Task statement = Both the line containing "Where can the mountain ridge" and the last line of the listing are included: write out exactly the lines from one to the other.

Extracted records =

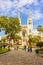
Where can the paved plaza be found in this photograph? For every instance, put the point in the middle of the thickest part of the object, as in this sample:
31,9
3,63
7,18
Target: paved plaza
20,57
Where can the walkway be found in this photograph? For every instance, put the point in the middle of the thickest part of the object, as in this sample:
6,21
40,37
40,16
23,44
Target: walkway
20,57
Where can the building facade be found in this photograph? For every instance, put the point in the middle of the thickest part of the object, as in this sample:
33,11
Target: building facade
26,30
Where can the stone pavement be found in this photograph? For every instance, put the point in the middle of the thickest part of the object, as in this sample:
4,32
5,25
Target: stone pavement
20,57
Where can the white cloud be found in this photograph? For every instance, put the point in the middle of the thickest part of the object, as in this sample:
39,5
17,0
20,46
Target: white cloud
37,15
6,5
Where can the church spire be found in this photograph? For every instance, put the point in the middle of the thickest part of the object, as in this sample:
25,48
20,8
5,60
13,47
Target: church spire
29,24
19,17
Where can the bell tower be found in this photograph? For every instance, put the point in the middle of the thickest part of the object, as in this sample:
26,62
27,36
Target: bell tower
29,25
19,17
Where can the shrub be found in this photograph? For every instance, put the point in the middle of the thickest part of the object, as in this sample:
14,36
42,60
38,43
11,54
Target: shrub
39,44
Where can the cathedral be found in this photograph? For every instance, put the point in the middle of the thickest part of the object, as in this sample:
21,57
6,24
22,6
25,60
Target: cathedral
26,29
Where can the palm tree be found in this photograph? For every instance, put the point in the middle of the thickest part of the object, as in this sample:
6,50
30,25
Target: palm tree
40,29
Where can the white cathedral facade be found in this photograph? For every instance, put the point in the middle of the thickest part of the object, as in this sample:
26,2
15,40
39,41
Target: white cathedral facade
26,29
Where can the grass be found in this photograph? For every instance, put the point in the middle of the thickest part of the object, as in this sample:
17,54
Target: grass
3,50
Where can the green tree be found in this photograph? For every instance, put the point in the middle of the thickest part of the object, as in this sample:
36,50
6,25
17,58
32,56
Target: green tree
10,25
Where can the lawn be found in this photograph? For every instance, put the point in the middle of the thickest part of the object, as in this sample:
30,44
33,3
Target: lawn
3,50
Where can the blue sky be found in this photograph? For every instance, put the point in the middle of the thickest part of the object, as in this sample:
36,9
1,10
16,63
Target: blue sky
12,7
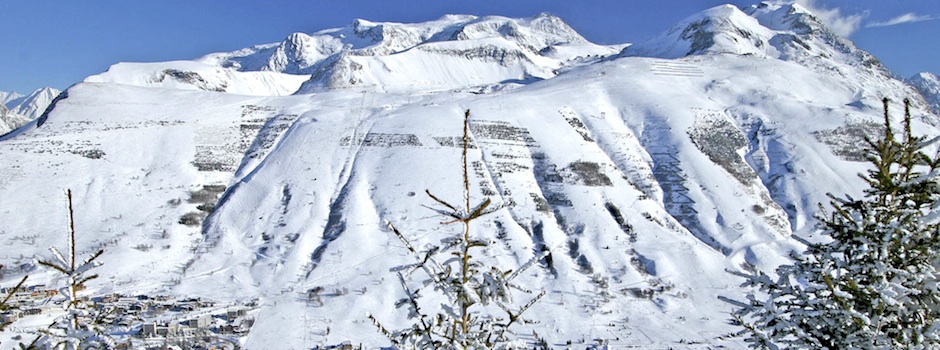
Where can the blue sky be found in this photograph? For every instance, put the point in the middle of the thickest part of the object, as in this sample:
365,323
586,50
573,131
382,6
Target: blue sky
58,43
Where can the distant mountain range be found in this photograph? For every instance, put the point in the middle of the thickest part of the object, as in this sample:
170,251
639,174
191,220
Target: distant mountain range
16,110
647,170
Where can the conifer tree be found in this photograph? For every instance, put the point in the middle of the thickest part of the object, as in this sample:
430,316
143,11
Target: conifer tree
874,283
469,286
77,335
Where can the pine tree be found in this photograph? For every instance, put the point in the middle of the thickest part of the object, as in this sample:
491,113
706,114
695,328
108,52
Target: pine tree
75,333
469,286
874,284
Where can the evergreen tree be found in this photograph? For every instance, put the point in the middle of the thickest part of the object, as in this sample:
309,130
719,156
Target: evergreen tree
470,288
874,284
72,332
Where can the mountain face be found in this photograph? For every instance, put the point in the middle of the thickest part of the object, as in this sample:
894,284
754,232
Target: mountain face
929,87
16,110
269,173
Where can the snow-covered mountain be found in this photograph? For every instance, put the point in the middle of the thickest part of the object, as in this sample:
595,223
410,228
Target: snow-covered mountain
929,86
647,170
16,110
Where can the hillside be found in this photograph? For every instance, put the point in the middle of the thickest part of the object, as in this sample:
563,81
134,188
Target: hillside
648,170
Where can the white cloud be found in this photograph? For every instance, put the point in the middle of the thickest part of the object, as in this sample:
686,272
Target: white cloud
841,24
905,18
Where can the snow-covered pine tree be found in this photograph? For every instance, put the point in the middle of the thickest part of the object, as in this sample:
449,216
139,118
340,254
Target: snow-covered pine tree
874,284
71,332
470,288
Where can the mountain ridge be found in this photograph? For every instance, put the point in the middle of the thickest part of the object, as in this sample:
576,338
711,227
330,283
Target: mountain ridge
269,173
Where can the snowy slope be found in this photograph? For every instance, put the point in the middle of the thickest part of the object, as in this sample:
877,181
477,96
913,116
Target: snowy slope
647,174
16,110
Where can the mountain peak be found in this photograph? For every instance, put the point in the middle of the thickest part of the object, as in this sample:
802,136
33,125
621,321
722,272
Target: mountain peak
718,30
788,32
928,85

The completed task =
Where can the mountain ridge be found in this photograph? For every instance, put the point in the middle of the thickest part of the object, as in this sample:
576,338
711,227
330,283
Target: mountain ridge
269,173
Where can the snowy slope be found in this photograph? For every instance, put the point in the middle of the thickest part of the object, as in this sample:
877,181
477,96
913,116
Target: snowy slope
647,174
16,110
Where can the mountain peak be found in this photograph? For every instance, put the point in the middle of the thickest part of the object, as in this sample:
802,136
33,125
621,321
722,272
Target: mountain peak
718,30
788,32
928,85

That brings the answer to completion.